(Saved entries)
↓↓↓
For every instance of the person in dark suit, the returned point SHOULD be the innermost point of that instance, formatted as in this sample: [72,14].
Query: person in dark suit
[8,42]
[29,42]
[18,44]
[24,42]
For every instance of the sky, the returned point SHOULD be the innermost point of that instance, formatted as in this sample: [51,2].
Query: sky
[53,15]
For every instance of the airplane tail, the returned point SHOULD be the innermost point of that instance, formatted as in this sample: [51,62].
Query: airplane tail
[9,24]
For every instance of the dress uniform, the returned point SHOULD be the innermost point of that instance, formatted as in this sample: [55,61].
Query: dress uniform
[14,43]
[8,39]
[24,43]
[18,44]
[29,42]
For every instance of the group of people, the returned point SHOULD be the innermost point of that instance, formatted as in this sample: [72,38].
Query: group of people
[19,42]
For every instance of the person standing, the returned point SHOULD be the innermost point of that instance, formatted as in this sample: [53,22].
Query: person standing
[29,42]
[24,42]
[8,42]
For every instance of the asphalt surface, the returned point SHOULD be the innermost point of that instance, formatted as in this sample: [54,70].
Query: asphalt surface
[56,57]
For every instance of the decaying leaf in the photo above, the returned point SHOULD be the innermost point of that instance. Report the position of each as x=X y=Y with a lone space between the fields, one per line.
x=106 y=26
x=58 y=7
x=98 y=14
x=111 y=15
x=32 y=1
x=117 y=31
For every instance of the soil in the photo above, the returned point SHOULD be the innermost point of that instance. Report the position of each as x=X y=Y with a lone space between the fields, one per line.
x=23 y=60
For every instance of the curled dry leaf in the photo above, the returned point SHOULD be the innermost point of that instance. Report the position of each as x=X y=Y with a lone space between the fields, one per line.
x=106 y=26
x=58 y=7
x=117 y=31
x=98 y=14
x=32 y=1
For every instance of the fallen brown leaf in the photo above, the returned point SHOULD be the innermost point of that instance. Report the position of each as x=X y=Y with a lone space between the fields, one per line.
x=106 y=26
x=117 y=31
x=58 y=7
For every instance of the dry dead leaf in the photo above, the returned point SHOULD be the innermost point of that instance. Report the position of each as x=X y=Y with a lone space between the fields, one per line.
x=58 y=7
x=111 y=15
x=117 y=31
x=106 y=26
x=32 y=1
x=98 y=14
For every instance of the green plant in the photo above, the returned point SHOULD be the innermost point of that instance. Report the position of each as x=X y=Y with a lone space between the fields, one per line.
↑↑↑
◆ Problem to solve: For this exercise, the records above must be returned exactly.

◆ Answer to this task:
For every instance of the person in dark suit, the returned point SHOULD be the innermost point of that instance, formatted as in this sample: [72,14].
Query: person in dark suit
[8,42]
[29,42]
[18,44]
[24,42]
For every instance of the sky, the returned point SHOULD be the innermost point of that instance, formatted as in this sample: [51,2].
Query: sky
[53,15]
For every instance of the airplane tail, the returned point SHOULD be the innermost point of that instance, formatted as in this sample: [51,62].
Query: airplane tail
[9,24]
For every instance of the dress uniform, the returned point SHOULD be the innermost point of that instance, formatted as in this sample: [55,61].
Query: dress uniform
[14,43]
[8,39]
[24,43]
[18,44]
[29,42]
For every instance of the group of people, the returned point SHOULD be the innermost point of that instance, formatted as in this sample: [72,38].
Query: group of people
[19,42]
For every instance of the person standing, the returned point SHOULD be the innermost point of that instance, formatted as in this sample: [53,22].
Query: person standing
[29,42]
[24,42]
[8,42]
For every instance of the asphalt surface, the returned point SHOULD be the innermost point of that instance, formatted as in this sample: [54,70].
Query: asphalt surface
[56,57]
For every instance of the decaying leaf in the photo above, the returned point SHOULD be the innermost point of that instance. Report the position of each as x=X y=Y with a lone space between the fields, one per line.
x=106 y=26
x=58 y=7
x=98 y=14
x=111 y=15
x=32 y=1
x=117 y=31
For every instance of the soil in the photo above, the returned point SHOULD be the innermost point of that instance. Report the position of each as x=X y=Y with a lone space between the fields, one per line.
x=23 y=60
For every instance of the curled dry leaf in the photo above, the returned point SHOULD be the innermost point of that instance. Report the position of each as x=X y=Y with a lone space between the fields, one per line.
x=106 y=26
x=58 y=7
x=117 y=31
x=98 y=14
x=32 y=1
For every instance of the fallen brown leaf in the photo above, the returned point SHOULD be the innermost point of that instance. Report the position of each as x=X y=Y with a lone space between the fields, one per line.
x=106 y=26
x=117 y=31
x=58 y=7
For every instance of the dry dead leaf in the photo above, the returned point SHOULD be the innermost point of that instance. Report the position of each as x=X y=Y with a lone space between the fields, one per line.
x=58 y=7
x=111 y=15
x=117 y=31
x=106 y=26
x=32 y=1
x=98 y=14
For every instance of the green plant in the photo above, the returned point SHOULD be the innermost point of that instance. Report the position of each as x=X y=Y with a lone space between the fields, one per line.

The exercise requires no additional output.